* [SELECTED PASSAGE]:
Migrant survivors recall horror of Mexico truck crash
Those in the middle of the packed group survived, cushioned by their fellow migrants as the container flipped onto the road.
- World News
- 2 min read

Survivors of a truck crash in Mexico that killed 55 migrants and injured more than a hundred recounted from their hospital beds how their location inside the truck determined who lived and who died. Those unlucky enough to be riding jammed against the fragile walls of the freight container almost certainly died, survivors said.
Those in the middle of the packed group survived, cushioned by their fellow migrants as the container flipped onto the road. One survivor from Guatemala, Andres, said that he had been thrown out of the vehicle and had only suffered a hurt arm.
About 250 migrants were on board the truck which crashed into the base of a steel pedestrian bridge in Tuxtla Gutierrez on Thursday evening. It was one of the deadliest days for migrants in Mexico since the 2010 massacre of 72 people by the Zetas drug cartel in the northern state of Tamaulipas.

* [EXERCISE INSTRUCTIONS]: Revise the stretch of the truck crash article from "Migrant survivors recall" through "a hurt arm.", substituting "trailer" for "container" wherever it occurs. The material stands apart from the truck crash article and is unrelated to it.

* [RECORDS]:
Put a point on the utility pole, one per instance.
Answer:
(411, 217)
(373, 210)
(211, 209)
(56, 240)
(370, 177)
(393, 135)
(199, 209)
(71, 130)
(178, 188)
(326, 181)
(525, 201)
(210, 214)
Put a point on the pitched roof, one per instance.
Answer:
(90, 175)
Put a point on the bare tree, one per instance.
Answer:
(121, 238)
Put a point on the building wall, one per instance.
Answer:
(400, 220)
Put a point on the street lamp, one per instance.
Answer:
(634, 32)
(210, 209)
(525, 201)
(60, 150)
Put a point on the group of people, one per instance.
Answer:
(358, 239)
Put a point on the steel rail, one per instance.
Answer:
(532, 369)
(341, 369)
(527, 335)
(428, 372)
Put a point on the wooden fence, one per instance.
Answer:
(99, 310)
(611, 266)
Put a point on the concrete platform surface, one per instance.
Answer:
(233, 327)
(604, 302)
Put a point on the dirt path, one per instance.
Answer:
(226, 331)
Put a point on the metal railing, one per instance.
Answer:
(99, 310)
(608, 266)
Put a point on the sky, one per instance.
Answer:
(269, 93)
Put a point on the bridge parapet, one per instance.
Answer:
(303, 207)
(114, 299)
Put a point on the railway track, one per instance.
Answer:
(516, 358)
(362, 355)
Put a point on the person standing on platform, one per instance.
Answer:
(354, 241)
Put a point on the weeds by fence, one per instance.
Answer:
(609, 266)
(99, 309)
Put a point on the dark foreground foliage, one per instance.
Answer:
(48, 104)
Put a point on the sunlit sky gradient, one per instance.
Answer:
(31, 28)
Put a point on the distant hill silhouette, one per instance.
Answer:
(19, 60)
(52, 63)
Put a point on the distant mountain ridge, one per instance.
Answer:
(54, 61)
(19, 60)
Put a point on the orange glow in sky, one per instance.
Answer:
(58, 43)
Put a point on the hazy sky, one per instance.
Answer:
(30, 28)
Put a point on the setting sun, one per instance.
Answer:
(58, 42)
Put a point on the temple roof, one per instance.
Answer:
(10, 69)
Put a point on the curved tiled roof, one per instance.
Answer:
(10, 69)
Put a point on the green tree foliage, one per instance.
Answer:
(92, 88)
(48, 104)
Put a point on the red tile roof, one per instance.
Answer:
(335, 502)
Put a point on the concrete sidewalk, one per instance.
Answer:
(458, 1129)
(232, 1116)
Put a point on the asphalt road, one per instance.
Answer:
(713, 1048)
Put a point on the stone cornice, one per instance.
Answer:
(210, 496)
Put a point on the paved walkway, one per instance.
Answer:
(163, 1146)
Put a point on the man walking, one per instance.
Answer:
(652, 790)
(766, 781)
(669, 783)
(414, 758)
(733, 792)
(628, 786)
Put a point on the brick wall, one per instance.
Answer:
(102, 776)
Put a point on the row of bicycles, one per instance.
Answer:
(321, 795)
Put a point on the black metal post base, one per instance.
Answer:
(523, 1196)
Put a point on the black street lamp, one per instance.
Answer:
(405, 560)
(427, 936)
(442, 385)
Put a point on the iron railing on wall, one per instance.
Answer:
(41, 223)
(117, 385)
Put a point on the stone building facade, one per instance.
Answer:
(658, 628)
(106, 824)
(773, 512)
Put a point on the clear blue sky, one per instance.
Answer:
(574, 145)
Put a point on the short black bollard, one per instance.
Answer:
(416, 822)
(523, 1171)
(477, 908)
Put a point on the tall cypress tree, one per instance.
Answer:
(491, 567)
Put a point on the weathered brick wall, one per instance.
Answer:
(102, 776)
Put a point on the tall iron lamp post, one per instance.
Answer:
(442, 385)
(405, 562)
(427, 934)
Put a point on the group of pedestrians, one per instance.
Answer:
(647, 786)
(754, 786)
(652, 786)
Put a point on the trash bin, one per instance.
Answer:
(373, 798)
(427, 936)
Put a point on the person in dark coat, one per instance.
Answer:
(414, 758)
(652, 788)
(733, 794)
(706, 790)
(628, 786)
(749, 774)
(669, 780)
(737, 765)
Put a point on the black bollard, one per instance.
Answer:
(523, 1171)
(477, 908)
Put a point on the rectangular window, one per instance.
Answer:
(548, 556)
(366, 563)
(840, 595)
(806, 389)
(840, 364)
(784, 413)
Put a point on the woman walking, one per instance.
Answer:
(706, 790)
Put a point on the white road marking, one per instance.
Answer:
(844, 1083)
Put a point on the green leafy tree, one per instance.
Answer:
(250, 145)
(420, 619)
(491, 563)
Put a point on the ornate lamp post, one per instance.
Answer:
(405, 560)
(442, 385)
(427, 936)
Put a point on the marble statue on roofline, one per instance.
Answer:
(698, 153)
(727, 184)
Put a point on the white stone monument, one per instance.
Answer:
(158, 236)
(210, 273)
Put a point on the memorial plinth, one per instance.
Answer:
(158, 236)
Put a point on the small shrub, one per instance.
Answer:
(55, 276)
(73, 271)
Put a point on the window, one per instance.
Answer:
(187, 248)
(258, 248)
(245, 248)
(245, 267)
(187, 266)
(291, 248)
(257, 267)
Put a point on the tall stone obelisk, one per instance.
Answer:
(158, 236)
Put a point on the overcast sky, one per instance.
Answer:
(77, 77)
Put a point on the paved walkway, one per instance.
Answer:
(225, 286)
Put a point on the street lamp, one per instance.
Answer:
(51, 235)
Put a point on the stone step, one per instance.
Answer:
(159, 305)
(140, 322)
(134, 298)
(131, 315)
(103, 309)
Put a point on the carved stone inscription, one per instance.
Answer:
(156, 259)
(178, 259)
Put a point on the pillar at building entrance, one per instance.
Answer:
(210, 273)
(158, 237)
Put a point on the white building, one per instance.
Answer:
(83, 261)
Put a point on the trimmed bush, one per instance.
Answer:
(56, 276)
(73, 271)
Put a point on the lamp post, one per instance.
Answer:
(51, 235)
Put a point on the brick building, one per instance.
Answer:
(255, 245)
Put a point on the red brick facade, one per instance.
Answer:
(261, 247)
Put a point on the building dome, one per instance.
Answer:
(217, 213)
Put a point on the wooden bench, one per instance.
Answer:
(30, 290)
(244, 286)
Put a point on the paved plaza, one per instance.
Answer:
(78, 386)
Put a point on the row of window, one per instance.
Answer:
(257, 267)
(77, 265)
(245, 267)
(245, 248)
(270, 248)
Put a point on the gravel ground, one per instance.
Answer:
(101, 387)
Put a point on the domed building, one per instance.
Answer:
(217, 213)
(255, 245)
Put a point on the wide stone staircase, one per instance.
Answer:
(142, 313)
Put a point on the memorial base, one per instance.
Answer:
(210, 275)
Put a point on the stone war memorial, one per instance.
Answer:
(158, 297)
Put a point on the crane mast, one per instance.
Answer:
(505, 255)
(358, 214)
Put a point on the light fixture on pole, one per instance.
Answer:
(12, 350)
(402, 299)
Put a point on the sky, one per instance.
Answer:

* [COMPLETED EXERCISE]:
Migrant survivors recall horror of Mexico truck crash
Those in the middle of the packed group survived, cushioned by their fellow migrants as the trailer flipped onto the road.
- World News
- 2 min read

Survivors of a truck crash in Mexico that killed 55 migrants and injured more than a hundred recounted from their hospital beds how their location inside the truck determined who lived and who died. Those unlucky enough to be riding jammed against the fragile walls of the freight trailer almost certainly died, survivors said.
Those in the middle of the packed group survived, cushioned by their fellow migrants as the trailer flipped onto the road. One survivor from Guatemala, Andres, said that he had been thrown out of the vehicle and had only suffered a hurt arm.